(PROBLEMAS A RESOLVER)
(A) Responda às perguntas abaixo com base no texto sobre o Brasil nas Olimpíadas de Londres.
(i) Com quantas medalhas no total o Brasil deixou as Olimpíadas de Londres?
(ii) Em qual modalidade Sarah Menezes conquistou a medalha de ouro?
(iii) Em que esporte Yane Marques conquistou a medalha de bronze?
(B) Prolongue o texto sobre o Brasil nas Olimpíadas de Londres a partir do ponto em que ele termina.

Wednesday, 18 de December de 2024 ISSN 1519-7670 - Ano 24 - nº 1318

O Brasil olímpico de 2016 e as suas “medalhas”

O Brasil deixou as Olimpíadas de Londres com um total de 17 medalhas, ocupando a 22ª posição no ranking geral. O número superou a previsão do Comitê Olímpico Brasileiro (COB), que tinha como meta o mesmo resultado de Pequim 2008. Entre as conquistas alcançadas tivemos atletas que surpreenderam e conquistaram medalhas de ouro, como as vitórias de Sarah Menezes, no judô feminino, e de Arthur Nabarrete Zanetti, na ginástica artística. Entre as cinco medalhas de prata conquistadas, além das conseguidas na natação e no vôlei de quadra e areia, tivemos o pugilista Esquiva Falcão como destaque. As nove medalhas de bronze foram alcançadas por Adriana Araujo (boxe feminino), Yamaguchi Falcão (boxe masculino), Felipe Kitadai e Mayra Aguiar (judô), César Cielo (natação), Robert Scheidt e Bruno Prada (vela) e Juliana e Larissa (vôlei de praia feminino) e destaque para a pernambucana Yane Marques que conquistou a medalha no pentatlo moderno [esporte tradicional nas Olimpíadas é composto por cinco modalidades: esgrima, natação, hipismo e combinado (alternância de corrida e tiro esportivo)].

(MATERIAL)
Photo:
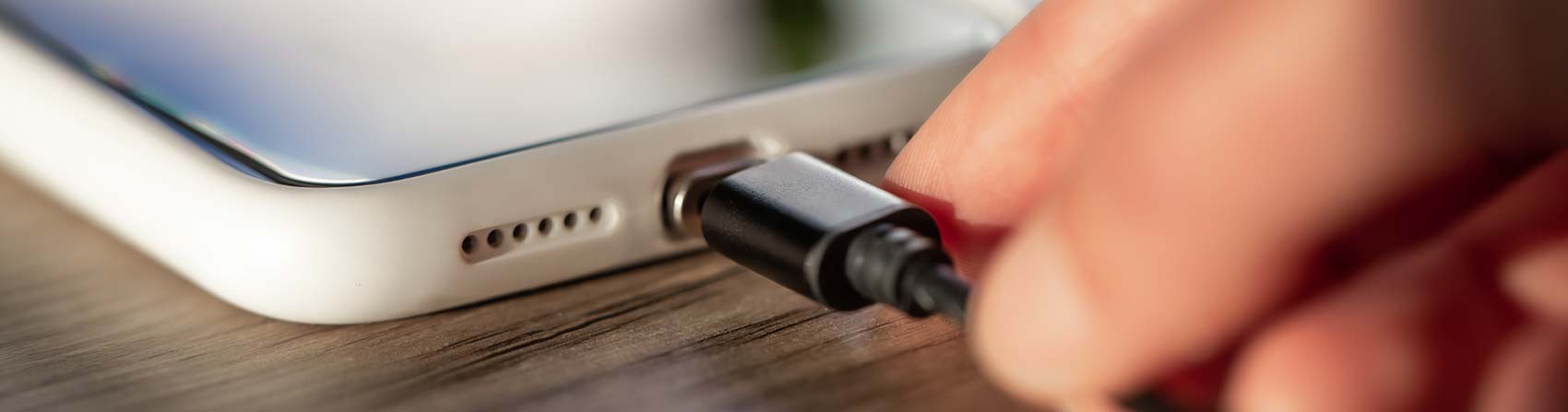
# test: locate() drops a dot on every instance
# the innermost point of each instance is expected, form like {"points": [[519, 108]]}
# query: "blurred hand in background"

(RESPOSTAS DOS EXERCÍCIOS)
(A)
(i) 17 medalhas.
(ii) No judô feminino.
(iii) No pentatlo moderno.

(B)
A expectativa, para muitos, de um maior e melhor desempenho do time brasileiro nos Jogos Olímpicos ficou agora para 2016 no Rio de Janeiro. Com o quê? O apoio da torcida? Veremos! Após o encerramento dos Jogos de Londres foi divulgado em alguns meios de comunicação que a presidenta Dilma Rousseff deve anunciar um “Plano Medalha”, o que aumentará os recursos destinados aos esportes de alto rendimento no país. O programa deverá ter como foco modalidades os esportes individuais, que distribuem mais medalhas e são o “ponto fraco” do time Brasil.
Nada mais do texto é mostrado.